Entries from a dataset
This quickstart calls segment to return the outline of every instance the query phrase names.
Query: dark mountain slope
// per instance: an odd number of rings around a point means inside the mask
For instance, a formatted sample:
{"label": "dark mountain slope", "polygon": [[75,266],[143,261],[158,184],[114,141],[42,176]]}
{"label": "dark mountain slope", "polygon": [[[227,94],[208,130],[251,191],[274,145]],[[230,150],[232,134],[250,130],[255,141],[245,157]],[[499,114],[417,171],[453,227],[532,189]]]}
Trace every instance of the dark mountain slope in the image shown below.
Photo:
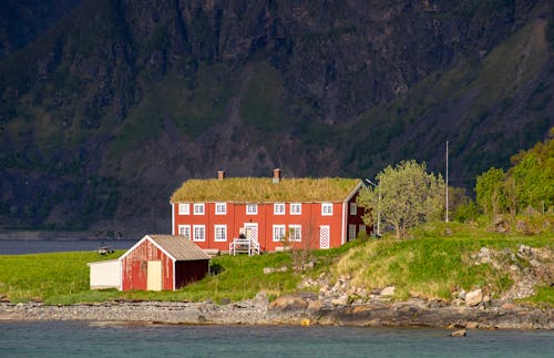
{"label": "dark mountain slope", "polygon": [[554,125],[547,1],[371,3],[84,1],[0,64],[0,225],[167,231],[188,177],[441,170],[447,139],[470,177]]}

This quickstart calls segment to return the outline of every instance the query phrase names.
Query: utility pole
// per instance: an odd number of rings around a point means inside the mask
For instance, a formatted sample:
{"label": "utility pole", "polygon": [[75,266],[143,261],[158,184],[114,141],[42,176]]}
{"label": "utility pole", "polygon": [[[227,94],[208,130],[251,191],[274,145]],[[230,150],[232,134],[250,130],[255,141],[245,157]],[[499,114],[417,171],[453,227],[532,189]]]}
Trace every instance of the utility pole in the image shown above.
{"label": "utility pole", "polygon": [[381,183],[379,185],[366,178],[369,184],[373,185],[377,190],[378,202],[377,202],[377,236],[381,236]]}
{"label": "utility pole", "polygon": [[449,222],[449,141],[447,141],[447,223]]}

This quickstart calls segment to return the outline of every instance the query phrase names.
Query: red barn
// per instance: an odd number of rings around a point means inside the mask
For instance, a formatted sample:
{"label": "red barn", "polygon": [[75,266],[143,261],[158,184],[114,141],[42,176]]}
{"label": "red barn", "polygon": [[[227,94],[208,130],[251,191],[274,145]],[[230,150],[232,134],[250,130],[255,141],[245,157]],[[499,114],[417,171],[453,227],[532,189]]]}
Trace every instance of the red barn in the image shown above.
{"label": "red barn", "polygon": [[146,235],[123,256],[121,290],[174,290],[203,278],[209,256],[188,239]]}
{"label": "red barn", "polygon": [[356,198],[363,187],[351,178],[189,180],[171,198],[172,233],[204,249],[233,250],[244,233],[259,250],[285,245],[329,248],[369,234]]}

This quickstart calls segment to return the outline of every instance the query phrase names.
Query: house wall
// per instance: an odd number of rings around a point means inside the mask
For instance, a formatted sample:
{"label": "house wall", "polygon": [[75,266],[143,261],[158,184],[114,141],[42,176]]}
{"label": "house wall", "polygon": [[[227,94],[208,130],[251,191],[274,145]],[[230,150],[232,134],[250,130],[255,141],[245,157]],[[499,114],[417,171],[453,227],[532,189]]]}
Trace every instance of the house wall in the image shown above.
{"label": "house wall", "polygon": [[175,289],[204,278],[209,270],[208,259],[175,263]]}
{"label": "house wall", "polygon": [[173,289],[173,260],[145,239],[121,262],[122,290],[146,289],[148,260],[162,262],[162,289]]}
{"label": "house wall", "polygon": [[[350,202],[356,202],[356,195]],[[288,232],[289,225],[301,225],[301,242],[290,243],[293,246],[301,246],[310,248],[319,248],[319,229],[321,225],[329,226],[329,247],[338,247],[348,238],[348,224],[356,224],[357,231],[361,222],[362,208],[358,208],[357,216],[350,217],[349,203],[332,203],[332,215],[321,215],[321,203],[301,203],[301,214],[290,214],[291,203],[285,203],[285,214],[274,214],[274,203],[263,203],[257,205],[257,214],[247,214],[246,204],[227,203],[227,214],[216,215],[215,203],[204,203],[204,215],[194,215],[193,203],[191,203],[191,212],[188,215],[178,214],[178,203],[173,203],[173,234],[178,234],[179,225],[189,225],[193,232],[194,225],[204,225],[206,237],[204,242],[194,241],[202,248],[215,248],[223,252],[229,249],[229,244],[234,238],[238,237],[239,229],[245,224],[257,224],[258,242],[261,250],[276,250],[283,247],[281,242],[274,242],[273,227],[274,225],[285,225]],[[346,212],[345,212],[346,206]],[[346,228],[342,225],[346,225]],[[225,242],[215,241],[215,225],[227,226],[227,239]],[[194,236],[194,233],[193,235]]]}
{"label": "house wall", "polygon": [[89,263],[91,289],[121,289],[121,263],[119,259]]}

==

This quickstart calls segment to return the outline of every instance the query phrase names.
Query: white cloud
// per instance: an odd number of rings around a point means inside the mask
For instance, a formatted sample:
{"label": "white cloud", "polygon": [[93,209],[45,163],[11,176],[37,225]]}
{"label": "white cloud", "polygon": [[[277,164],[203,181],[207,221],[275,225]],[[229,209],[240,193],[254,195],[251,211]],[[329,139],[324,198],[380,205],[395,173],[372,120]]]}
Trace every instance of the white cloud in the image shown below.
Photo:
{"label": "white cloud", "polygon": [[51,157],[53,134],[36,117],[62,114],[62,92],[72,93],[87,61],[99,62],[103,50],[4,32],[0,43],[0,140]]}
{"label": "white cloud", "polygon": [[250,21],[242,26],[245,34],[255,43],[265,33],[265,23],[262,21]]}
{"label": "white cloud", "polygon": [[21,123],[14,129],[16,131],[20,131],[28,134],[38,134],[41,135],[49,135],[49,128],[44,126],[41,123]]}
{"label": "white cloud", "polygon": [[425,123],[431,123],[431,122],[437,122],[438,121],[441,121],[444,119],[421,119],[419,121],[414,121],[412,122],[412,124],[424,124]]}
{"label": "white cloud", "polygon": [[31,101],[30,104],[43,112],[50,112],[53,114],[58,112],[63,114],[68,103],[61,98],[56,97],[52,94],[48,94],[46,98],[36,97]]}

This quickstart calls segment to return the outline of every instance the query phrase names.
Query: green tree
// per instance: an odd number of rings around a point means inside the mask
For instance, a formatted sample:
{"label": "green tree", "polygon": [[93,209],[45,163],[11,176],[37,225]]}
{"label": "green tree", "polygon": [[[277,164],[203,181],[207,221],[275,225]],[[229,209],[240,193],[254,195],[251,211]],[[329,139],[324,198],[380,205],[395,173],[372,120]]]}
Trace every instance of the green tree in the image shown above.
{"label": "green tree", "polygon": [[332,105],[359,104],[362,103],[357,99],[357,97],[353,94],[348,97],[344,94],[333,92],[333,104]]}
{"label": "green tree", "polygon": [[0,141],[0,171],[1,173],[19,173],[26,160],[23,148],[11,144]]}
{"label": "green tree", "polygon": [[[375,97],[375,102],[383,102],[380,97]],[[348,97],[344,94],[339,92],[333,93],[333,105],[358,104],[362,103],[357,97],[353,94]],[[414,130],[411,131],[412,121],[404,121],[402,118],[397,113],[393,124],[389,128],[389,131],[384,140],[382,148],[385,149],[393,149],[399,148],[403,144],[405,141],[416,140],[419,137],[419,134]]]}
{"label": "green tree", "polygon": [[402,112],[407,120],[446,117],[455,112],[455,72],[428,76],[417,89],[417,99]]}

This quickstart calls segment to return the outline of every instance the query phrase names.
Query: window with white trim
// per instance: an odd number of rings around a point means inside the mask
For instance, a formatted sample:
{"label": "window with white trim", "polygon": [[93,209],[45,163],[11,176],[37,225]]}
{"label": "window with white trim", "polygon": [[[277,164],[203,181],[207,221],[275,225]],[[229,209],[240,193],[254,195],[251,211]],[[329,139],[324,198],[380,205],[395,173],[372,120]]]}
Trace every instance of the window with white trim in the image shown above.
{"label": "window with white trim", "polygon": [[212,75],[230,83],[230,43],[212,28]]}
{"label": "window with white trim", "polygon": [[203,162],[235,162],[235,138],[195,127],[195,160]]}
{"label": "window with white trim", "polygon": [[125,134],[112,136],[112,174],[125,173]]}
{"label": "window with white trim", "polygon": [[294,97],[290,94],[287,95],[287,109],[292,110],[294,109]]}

• _Objective_: Extract each line above that contains the word "Trace", and copy every such line in full.

• _Result of the task_:
Trace every instance of the dark mountain slope in the image shown below.
Trace every instance of the utility pole in the image shown above.
Trace every instance of the red barn in the image shown above.
Trace every instance of the house wall in the image shown above.
Trace every instance of the white cloud in the image shown below.
Trace every instance of the green tree in the image shown above.
Trace every instance of the window with white trim in the image shown above.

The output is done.